Given problem
Repeat every one of the records below word for word, changing nothing.

Records from a point labeling set:
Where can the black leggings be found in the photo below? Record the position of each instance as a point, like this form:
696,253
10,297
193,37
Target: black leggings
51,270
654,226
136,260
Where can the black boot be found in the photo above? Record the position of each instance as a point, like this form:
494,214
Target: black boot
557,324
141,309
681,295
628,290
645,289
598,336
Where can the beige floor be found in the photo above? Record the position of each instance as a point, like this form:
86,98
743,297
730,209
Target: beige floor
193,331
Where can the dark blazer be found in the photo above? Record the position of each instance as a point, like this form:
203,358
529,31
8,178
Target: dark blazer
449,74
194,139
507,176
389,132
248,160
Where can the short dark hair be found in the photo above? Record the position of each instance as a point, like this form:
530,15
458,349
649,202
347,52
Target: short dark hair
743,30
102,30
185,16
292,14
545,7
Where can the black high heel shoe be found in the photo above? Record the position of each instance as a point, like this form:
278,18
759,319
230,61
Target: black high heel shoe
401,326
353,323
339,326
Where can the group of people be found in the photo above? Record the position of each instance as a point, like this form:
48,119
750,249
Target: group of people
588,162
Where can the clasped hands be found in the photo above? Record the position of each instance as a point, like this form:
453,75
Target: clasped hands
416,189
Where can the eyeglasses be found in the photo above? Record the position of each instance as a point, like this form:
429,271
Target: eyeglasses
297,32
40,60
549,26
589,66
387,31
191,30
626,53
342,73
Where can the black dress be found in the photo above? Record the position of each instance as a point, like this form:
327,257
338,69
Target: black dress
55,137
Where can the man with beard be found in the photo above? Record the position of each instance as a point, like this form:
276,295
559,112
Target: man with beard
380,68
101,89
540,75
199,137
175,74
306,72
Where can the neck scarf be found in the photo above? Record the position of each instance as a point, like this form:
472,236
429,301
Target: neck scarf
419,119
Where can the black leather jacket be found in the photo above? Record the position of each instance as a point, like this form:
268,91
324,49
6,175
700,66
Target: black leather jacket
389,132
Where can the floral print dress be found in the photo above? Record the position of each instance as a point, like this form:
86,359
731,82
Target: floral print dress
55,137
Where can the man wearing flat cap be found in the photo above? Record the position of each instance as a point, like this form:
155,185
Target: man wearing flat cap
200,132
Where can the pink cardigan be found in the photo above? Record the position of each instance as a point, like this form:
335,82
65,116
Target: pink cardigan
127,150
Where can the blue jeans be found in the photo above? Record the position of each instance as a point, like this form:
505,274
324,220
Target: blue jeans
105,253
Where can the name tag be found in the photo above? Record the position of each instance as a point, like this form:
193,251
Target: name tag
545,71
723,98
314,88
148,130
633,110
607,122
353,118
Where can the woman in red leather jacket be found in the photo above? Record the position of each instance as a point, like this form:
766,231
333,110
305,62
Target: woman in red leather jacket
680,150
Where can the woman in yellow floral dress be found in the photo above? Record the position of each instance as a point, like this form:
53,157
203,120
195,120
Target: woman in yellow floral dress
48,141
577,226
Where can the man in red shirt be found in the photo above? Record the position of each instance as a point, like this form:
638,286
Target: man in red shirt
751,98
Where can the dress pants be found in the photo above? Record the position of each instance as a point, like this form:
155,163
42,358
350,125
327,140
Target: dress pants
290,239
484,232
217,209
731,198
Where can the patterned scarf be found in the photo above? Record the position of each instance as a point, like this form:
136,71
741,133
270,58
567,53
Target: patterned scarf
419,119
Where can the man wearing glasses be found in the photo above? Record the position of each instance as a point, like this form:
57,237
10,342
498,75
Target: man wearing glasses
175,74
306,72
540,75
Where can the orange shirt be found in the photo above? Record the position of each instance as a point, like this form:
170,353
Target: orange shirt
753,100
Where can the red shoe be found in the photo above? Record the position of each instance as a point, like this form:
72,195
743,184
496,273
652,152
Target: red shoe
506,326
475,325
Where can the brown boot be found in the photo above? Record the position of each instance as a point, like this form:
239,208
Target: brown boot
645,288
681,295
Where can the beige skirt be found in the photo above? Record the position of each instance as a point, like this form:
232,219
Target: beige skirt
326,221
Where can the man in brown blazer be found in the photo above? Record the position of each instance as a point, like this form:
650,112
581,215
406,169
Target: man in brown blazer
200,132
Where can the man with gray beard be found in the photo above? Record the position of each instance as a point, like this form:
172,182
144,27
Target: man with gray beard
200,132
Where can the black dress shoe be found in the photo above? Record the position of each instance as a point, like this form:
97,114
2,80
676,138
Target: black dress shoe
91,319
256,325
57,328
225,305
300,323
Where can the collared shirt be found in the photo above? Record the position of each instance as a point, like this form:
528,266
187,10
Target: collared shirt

Response to the exercise
Where can the black leggings be found in the photo below? Record the position of each instance as a point, like this form:
696,253
10,297
193,37
Target: black leggings
51,270
654,226
136,260
Where can the black boot be found in the photo above? Record the position of each instance as a point, like this form:
494,214
Target: black boot
557,324
141,309
681,295
628,290
645,289
598,336
Where can the beige floor be found in the photo above? Record the position of each instance as a point, like this form:
86,98
743,297
730,209
Target: beige floor
193,331
Where can the dark blazer be found in the photo above? Record the position of each instance as a point, like this form:
203,358
529,31
8,178
Target: dark blazer
449,74
194,139
507,176
389,132
248,160
Where can the short dark hair be found in the photo above? Record the position of each instance as a point, like this form:
530,15
458,349
649,202
347,52
Target: short dark hair
743,30
102,30
185,16
292,14
545,7
Where can the black high heel shoe be found in the photo above? Record the position of each instance as a point, like this form:
278,18
759,319
230,61
Target: black high heel shoe
401,326
353,323
339,326
Where can the group of people be found in the photo above? Record the position of each instance as a point, like this form:
48,119
750,249
Target: group of people
588,162
Where can the clasped hands be found in the photo above? Record the position of each instance as a point, like this form:
453,75
Target: clasped hands
416,189
Where can the eyeglasses be found in the photo above? Record the position of each instance as a point, like this form:
429,271
Target: eyeglasses
297,32
40,60
549,26
589,66
387,31
191,30
626,53
342,73
Where can the black dress be found in the photo above? Record the position of each instance as a point, like this form:
327,257
338,69
Target: black dress
55,137
Where can the man with beard be found in the photo above? Record the position of each instance as a point, like this form:
276,295
559,112
Target: man with beard
380,68
101,89
540,75
199,137
175,74
306,72
Where can the neck scarf be found in the photo above? Record the position of each instance as a point, like this form:
472,236
429,301
Target: neck scarf
419,119
Where can the black leather jacket be found in the photo above? Record the position of each instance as a point, like this form:
268,91
324,49
6,175
700,66
Target: black leather jacket
389,132
Where can the floral print dress be found in the photo above? Record the position of each instance as a point, like this form:
86,359
731,82
Target: floral print dress
55,137
Where can the man wearing flat cap be found in the photo above? Record the position of each instance as a point, like this form:
155,185
Target: man wearing flat cap
200,132
Where can the pink cardigan be found in the photo above? Record the position of each instance as a point, like this form:
335,82
65,116
Target: pink cardigan
127,150
Where can the blue jeans be found in the photo above? Record the position of each instance as a point, like this form:
505,274
324,220
Target: blue jeans
105,253
Where can the name tag be found in the photo above? Record the position of each instance as a point, like this form:
193,251
Target: name tag
545,71
723,98
314,88
148,130
633,110
607,122
353,118
Where can the woman in red leather jacket be found in the photo above? Record the position of each instance as a point, like this form:
766,231
333,110
305,62
Target: woman in red leather jacket
680,150
Where can the woman in yellow floral dress be found in the photo above? Record the position of each instance as a point, like this form:
53,157
203,120
195,120
Target: woman in yellow floral dress
48,141
577,226
Where can the man in red shirt be found in the photo above? Record the position of each instance as a point, like this form:
638,286
Target: man in red shirt
751,98
Where can the dress pants be found in the photo above? Record the position of each instance as a point, like this form:
155,163
42,358
350,125
327,140
Target: dress pants
290,239
484,232
217,209
731,198
Where can the patterned scarf be found in the photo above? Record the position of each instance as a point, like this form:
136,71
741,133
270,58
567,53
Target: patterned scarf
419,119
Where can the man wearing glasses be found in the photo above? Record the position of each instance as a point, like this form:
57,237
10,342
498,75
Target: man wearing glasses
175,74
306,72
540,75
Where can the orange shirt be found in the photo above? Record the position of each instance as a point, like this form:
170,353
Target: orange shirt
753,100
Where can the red shoe be found in the photo above? Record the position of each instance as a point, like this form:
72,195
743,184
496,273
652,152
Target: red shoe
506,326
475,325
Where can the brown boot be found in the photo above? Record the position of each instance as a point, like this form:
239,208
Target: brown boot
645,288
681,295
Where can the beige skirt be found in the photo above? Record the position of each instance as a point, like this form:
232,219
Target: beige skirt
326,221
Where can the man in brown blazer be found in the photo above? Record the position of each instance as a point, like this form:
650,112
581,215
406,169
Target: man in brown blazer
200,132
Where can the man with gray beard be found in the photo above? Record the position of each instance as a point, like this form:
172,182
144,27
Target: man with gray beard
200,132
Where can the black dress shoe be found in the photo above? Record the position of each instance as a point, like this form:
97,114
2,80
676,138
Target: black dress shoe
91,319
256,325
57,328
225,305
300,323
Where can the collared shirt be found in the photo above? Record the position of each instance as a point, like this form:
528,266
187,10
Target: collared shirt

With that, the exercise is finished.